→ **Selected passage**
________________________________________

Sunny Skies for Compute Cloud



By Michael Cariaso
Loading...
Nov. 13, 2007 | Buying CPUs by the hour is back. Marketing apparently decided that ‘On Demand’ sounds pushy and ‘Utility’ and ‘Grid’ are too rigid. This time it will be called a ‘Cloud’, and it will be running inside Amazon.com. Many groups have offered CPUs by the hour over the years, but the newest efforts seem to address many of the weaknesses of previous efforts. In August 2006, Amazon introduced the EC2 (Elastic Compute Cloud). In recent months, Microsoft began talking publicly about a “Cloud OS,” and a Google-IBM alliance announced a “Cloud” academic-only collaboration.

So why now? Multicore chips may have arrived, but with the exception of a few well-established niches, multi-threaded and multi-process codes to utilize this hardware effectively are going to take a while to appear. At the same time, virtualization is maturing. Running virtual machines is a reasonable way to get a lot of use out of a multicore system. The back room and the data center have known this for years, and consumer products like Parallels and VMWare have pushed that same technology onto the workstation. More users are getting used to the idea of creating machines on demand.

Creating virtual machines somewhere across the Internet is the next step, and that is what Amazon’s EC2 does. While there is still a learning curve, the adoption process is far simpler than what we’ve seen from others. Previous offerings have required an upfront estimate of how many hours to be used, and offers of hundreds of free hours smelled of strings and a sales rep.

Amazon charges ten cents for each hour a virtual machine is running. I can cancel or pause at anytime. Coupled with their storage network, it is possible to use precisely the amount of CPU and disk that I need with a remarkably simple setup process. Two minutes after I request my first machine, I’m SSHed into a root shell. My first hour of kicking the tires cost 11 cents. This freedom to experiment makes an enormous difference.

The machine is a virtual instance, with 1.7 Ghz x86 processor, 1.75 GB RAM, 160 GB local disk, and 250 Mb/s of network bandwidth. This costs $0.10/machine/hour. For more horsepower, machines with 4x or 8x specs are available for $0.40 and $0.80. Persistent storage is independent of the virtual machines for $0.15/GB/month. Transfers within the cloud are free, with data moving between the cloud and the internet costing $0.10/GB on the way in and $0.18/GB for each transferred out. With larger volumes, outbound transfers fall to $0.13/GB.

Clustered Pricing
This pricing model has some interesting properties. Shared resources such as a bio-mirror.net site inside Amazon’s S3 storage would be fast and free to anyone inside EC2. More dramatically, consider a large parallel task with a small input and output, such as MrBayes. If the compute will take 10 machines 10 days, inside Amazon EC2 this compute costs $240. Instead the user can request 100 machines, get the results back in a single day, and it will still cost $240. Rush jobs don’t cost extra. If you’d like to crunch the numbers, Amazon provides a calculator.

________________________________________

→ **Listed entries**
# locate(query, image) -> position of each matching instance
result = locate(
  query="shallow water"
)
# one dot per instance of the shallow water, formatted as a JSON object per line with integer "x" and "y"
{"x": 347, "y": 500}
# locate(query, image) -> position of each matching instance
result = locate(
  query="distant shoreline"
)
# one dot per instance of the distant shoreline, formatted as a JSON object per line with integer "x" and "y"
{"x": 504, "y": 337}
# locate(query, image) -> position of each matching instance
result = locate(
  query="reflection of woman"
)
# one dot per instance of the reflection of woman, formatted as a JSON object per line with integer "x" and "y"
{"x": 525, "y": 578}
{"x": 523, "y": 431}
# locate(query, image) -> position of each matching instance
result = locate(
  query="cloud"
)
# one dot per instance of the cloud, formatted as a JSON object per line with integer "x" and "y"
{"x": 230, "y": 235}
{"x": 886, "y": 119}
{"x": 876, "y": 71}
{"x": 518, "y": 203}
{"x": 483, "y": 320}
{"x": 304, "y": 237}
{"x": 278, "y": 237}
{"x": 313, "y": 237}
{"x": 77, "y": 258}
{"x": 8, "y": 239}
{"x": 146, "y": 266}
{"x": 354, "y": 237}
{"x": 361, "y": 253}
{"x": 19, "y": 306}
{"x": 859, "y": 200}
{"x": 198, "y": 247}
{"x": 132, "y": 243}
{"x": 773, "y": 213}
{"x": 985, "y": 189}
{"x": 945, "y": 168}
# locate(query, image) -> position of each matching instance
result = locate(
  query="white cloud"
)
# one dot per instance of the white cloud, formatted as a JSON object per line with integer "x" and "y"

________________________________________

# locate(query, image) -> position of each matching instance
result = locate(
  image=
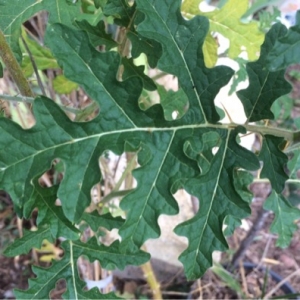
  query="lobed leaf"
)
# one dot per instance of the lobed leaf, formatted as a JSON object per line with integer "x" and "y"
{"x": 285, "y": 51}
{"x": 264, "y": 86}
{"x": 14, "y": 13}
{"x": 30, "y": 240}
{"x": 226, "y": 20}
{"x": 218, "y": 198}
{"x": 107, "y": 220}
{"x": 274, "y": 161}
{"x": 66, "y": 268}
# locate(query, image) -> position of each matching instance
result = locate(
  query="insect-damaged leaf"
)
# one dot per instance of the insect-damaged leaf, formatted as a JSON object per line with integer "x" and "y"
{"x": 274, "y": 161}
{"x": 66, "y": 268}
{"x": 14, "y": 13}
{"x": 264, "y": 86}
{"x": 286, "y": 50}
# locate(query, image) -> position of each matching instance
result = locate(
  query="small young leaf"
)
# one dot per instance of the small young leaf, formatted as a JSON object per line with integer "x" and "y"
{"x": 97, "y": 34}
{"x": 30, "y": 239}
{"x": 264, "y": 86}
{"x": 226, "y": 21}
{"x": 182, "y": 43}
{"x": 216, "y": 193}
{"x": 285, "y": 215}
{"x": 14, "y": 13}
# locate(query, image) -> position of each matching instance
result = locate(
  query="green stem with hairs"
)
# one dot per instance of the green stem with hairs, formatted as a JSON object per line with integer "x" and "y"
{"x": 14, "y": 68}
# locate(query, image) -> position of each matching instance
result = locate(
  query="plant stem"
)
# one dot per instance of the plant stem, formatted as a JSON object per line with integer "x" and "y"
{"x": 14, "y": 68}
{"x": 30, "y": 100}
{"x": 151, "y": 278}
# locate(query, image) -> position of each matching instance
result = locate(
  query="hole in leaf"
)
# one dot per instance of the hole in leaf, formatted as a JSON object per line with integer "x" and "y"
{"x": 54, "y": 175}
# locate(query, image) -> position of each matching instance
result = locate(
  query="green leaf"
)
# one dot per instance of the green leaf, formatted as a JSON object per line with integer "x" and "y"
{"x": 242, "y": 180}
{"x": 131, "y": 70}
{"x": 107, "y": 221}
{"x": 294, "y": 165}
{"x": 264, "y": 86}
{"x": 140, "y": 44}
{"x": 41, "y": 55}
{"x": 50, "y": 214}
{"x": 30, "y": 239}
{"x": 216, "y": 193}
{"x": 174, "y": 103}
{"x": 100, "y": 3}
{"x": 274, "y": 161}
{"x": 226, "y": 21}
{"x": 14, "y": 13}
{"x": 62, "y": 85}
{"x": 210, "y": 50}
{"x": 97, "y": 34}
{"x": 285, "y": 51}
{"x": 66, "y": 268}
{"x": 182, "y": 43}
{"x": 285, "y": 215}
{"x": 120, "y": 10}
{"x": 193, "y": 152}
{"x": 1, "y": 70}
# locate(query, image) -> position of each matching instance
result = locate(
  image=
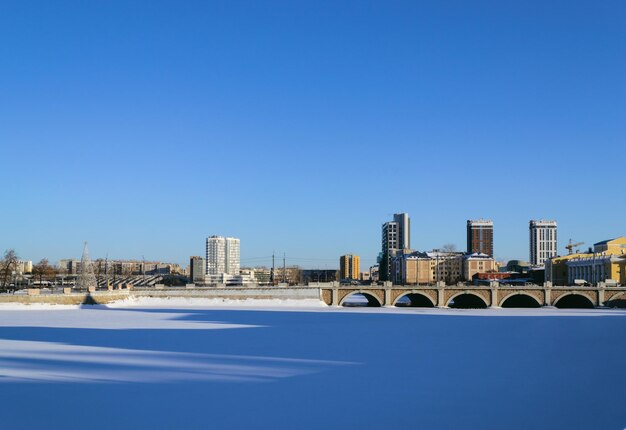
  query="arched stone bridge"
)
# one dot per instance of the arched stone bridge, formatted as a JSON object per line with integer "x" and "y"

________________________________________

Reproduce the part of the article on Amazon's compute cloud from "Clustered Pricing" up to and including "provides a calculator.". The lines come from a separate source, unrelated to the article.

Clustered Pricing
This pricing model has some interesting properties. Shared resources such as a bio-mirror.net site inside Amazon’s S3 storage would be fast and free to anyone inside EC2. More dramatically, consider a large parallel task with a small input and output, such as MrBayes. If the compute will take 10 machines 10 days, inside Amazon EC2 this compute costs $240. Instead the user can request 100 machines, get the results back in a single day, and it will still cost $240. Rush jobs don’t cost extra. If you’d like to crunch the numbers, Amazon provides a calculator.